In the meantime, I thought it would be handy to have a cross-platform command
line tool to do it, since it’s not always convenient to boot up Windows to run
WinDbg. I wrote a small Rust program that reads a minidump, downloads binaries
from symbol servers, and performs the memory corruption check. (This was mostly
just a matter of hooking up some existing crates, like
this Portable Executable parser and
Ted Mielczarek’s minidump parser,
and doing a few HTTP requests.)
$ chkimg --symbol-cache=/tmp/symcache \
> --symbol-server=https://msdl.microsoft.com/download/symbols \
> --symbol-server=https://symbols.mozilla.org/ \
> /tmp/some-minidump-file.dmp
info: looking for xul.dll at https://msdl.microsoft.com/download/symbols...
info: looking for xul.dll at https://symbols.mozilla.org/...
info: fetching xul.dl_ from https://symbols.mozilla.org/...
info: looking for ntdll.dll at https://msdl.microsoft.com/download/symbols...
info: fetching ntdll.dll from https://msdl.microsoft.com/download/symbols...
crashing IP: 0x64a4175f
mismatch: 0x64a4175a .. 0x64a4175a (1 byte) in xul.dll
[ a9 ] should be [ 89 ]
mismatch: 0x64a418e2 .. 0x64a418e3 (2 bytes) in xul.dll
[ a7 64 ] should be [ 49 10 ]
The output isn't as rich as WinDbg’s, and notably it doesn’t do any
disassembly to help you understand what the instructions were and should
have been, but you can at least see there is corruption close by to the
crashing instruction pointer.
If you have a Windows crash report you can’t make sense of, give it a
try.
chkimg is available on GitHub.

- EXERCISE PROMPT
Rewrite the stretch of the chkimg excerpt from "info: looking for ntdll.dll" through "available on GitHub.", changing "disassembly" to "instruction decoding". Work only from the chkimg excerpt above.

- RECORDED INFORMATION
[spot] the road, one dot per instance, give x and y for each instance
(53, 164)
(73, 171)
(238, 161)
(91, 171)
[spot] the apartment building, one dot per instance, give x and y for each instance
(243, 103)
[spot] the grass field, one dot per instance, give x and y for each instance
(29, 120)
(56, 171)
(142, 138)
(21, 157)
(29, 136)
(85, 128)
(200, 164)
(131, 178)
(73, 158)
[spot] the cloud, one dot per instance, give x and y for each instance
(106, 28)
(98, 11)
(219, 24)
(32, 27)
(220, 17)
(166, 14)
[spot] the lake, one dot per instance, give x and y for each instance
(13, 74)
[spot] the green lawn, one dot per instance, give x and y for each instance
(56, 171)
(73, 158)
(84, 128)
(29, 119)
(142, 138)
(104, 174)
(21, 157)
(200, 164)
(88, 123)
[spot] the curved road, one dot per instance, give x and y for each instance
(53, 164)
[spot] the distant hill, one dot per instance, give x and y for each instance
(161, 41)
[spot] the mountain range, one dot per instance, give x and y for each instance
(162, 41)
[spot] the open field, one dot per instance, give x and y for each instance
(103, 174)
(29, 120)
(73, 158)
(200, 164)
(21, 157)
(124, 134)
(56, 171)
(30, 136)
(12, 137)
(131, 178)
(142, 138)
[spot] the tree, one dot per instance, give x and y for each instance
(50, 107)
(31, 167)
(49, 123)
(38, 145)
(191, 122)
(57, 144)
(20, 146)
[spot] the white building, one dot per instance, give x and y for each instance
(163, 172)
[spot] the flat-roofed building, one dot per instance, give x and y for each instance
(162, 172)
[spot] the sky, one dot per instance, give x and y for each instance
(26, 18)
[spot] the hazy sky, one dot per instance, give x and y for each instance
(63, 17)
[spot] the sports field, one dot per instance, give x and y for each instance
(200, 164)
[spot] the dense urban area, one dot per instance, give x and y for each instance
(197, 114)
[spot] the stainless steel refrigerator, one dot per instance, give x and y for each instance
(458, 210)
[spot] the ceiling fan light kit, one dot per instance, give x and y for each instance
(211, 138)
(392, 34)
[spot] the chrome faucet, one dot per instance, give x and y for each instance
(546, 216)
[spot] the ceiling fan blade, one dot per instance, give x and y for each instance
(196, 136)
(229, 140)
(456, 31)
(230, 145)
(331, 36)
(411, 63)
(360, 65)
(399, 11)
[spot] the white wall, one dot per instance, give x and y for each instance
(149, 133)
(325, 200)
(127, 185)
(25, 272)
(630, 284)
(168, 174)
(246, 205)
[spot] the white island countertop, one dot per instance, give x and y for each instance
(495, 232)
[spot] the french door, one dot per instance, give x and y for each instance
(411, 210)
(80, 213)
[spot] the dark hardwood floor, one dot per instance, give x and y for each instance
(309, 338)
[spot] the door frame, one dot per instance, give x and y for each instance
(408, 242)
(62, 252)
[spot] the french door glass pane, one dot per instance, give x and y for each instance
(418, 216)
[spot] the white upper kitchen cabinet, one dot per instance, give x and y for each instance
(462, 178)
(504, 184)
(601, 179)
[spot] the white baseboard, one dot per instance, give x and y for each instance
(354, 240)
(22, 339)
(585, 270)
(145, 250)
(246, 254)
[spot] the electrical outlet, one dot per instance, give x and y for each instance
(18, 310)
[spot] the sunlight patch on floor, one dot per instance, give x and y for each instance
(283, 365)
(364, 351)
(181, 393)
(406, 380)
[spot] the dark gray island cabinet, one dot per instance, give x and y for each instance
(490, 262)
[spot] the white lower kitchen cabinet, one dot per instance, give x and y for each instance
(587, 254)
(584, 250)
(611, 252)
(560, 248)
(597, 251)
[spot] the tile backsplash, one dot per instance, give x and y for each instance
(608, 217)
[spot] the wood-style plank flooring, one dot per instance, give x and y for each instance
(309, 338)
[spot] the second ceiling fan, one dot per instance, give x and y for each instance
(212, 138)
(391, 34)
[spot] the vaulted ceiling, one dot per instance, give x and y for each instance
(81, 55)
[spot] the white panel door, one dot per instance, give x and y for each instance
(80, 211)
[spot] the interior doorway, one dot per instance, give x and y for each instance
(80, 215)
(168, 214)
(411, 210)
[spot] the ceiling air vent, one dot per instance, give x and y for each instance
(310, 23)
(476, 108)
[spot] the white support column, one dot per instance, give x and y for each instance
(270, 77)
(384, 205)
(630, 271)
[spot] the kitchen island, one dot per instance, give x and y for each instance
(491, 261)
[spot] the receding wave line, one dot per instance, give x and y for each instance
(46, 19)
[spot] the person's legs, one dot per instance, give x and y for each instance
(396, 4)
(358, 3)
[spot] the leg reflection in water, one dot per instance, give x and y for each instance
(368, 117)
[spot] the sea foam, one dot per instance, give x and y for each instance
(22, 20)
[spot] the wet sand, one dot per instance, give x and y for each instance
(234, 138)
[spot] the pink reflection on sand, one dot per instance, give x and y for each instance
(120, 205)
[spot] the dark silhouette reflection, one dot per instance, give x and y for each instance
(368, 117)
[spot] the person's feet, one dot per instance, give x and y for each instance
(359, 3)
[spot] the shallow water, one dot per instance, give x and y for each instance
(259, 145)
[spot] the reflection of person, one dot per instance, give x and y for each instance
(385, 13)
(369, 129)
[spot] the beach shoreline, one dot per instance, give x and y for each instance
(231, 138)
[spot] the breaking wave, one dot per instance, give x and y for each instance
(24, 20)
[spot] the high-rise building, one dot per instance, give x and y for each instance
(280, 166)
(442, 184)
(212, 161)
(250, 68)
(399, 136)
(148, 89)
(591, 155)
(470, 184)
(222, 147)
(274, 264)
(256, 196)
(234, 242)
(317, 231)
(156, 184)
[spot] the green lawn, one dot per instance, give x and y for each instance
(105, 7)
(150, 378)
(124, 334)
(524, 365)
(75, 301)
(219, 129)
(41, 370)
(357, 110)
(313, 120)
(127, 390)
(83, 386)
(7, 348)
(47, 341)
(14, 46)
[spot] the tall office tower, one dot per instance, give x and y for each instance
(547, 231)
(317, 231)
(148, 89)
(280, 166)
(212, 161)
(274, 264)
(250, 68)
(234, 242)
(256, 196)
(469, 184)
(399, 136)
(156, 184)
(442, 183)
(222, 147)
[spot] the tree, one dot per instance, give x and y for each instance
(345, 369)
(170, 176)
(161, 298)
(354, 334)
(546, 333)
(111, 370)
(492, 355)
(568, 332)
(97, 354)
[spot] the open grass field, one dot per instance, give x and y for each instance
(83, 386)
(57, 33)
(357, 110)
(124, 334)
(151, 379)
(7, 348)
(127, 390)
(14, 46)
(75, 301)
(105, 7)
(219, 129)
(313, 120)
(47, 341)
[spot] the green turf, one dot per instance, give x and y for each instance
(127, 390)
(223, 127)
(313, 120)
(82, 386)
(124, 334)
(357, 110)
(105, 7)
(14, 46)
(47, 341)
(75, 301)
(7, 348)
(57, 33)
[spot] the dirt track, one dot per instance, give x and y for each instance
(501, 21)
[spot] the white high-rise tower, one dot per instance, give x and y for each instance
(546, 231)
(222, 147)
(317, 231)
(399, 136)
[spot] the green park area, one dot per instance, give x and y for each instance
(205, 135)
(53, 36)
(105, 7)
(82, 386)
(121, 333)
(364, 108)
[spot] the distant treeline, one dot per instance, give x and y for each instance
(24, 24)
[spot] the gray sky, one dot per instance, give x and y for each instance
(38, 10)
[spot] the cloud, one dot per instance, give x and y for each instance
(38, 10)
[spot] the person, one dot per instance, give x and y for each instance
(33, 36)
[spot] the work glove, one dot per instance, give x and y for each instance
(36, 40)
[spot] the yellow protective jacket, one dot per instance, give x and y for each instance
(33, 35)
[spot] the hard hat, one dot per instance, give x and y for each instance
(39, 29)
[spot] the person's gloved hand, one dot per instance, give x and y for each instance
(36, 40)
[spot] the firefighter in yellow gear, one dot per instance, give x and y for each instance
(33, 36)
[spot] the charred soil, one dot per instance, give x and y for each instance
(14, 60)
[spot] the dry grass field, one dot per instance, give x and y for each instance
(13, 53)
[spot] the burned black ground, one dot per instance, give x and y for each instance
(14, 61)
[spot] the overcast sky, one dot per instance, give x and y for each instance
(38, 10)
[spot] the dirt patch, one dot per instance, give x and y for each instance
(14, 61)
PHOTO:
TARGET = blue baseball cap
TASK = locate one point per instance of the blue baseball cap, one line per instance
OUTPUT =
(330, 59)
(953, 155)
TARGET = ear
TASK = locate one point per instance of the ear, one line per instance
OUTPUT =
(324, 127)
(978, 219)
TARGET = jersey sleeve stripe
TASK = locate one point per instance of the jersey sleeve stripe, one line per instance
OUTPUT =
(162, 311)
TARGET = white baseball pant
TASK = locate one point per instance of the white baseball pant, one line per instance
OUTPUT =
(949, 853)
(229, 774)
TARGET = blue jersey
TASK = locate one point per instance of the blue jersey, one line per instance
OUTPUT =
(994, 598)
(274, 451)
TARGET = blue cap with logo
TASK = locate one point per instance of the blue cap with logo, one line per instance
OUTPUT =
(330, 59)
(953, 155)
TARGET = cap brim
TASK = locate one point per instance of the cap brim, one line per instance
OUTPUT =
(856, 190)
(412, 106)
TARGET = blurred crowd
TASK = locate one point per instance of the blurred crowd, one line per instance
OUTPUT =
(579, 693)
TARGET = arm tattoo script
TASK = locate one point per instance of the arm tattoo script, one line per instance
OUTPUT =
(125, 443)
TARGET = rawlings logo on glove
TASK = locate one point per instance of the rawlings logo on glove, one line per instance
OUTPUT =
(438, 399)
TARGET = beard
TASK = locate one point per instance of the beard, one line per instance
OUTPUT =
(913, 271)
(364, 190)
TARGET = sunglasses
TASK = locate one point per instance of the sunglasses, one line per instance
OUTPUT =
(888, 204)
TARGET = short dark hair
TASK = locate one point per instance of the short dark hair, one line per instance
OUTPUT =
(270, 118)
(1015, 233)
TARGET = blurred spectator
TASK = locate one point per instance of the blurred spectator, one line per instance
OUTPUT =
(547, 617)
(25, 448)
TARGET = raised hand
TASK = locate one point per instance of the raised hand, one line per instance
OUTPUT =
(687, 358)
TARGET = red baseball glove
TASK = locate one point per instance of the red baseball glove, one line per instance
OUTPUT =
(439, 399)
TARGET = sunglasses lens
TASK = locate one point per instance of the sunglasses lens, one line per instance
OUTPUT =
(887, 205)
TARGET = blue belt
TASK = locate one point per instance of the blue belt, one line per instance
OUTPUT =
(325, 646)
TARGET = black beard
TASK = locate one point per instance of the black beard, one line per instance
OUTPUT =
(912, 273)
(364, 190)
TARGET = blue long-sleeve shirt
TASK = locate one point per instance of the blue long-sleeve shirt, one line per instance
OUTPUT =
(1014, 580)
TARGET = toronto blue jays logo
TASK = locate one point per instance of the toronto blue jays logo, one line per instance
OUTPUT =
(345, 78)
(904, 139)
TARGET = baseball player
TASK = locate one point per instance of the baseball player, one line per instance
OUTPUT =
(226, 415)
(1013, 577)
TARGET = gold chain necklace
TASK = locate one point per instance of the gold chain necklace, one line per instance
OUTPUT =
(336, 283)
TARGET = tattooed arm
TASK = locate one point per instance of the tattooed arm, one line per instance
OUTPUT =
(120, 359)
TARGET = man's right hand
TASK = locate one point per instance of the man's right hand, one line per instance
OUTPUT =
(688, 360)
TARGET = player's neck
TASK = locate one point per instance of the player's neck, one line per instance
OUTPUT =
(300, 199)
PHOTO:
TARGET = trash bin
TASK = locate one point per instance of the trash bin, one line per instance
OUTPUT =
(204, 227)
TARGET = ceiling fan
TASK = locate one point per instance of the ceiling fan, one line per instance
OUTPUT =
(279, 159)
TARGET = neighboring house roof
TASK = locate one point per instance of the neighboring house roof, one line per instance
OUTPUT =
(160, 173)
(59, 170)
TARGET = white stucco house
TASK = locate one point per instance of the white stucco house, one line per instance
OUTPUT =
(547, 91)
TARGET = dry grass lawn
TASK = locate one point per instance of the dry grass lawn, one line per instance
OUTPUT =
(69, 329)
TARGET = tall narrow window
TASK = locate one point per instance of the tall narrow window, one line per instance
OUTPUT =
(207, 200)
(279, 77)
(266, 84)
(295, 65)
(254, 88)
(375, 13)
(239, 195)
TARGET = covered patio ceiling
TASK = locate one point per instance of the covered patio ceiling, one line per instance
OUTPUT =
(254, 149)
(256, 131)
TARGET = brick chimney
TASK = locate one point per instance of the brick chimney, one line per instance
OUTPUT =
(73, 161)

- REPLY TO THE TASK
info: looking for ntdll.dll at https://msdl.microsoft.com/download/symbols...
info: fetching ntdll.dll from https://msdl.microsoft.com/download/symbols...
crashing IP: 0x64a4175f
mismatch: 0x64a4175a .. 0x64a4175a (1 byte) in xul.dll
[ a9 ] should be [ 89 ]
mismatch: 0x64a418e2 .. 0x64a418e3 (2 bytes) in xul.dll
[ a7 64 ] should be [ 49 10 ]
The output isn't as rich as WinDbg’s, and notably it doesn’t do any
instruction decoding to help you understand what the instructions were and should
have been, but you can at least see there is corruption close by to the
crashing instruction pointer.
If you have a Windows crash report you can’t make sense of, give it a
try.
chkimg is available on GitHub.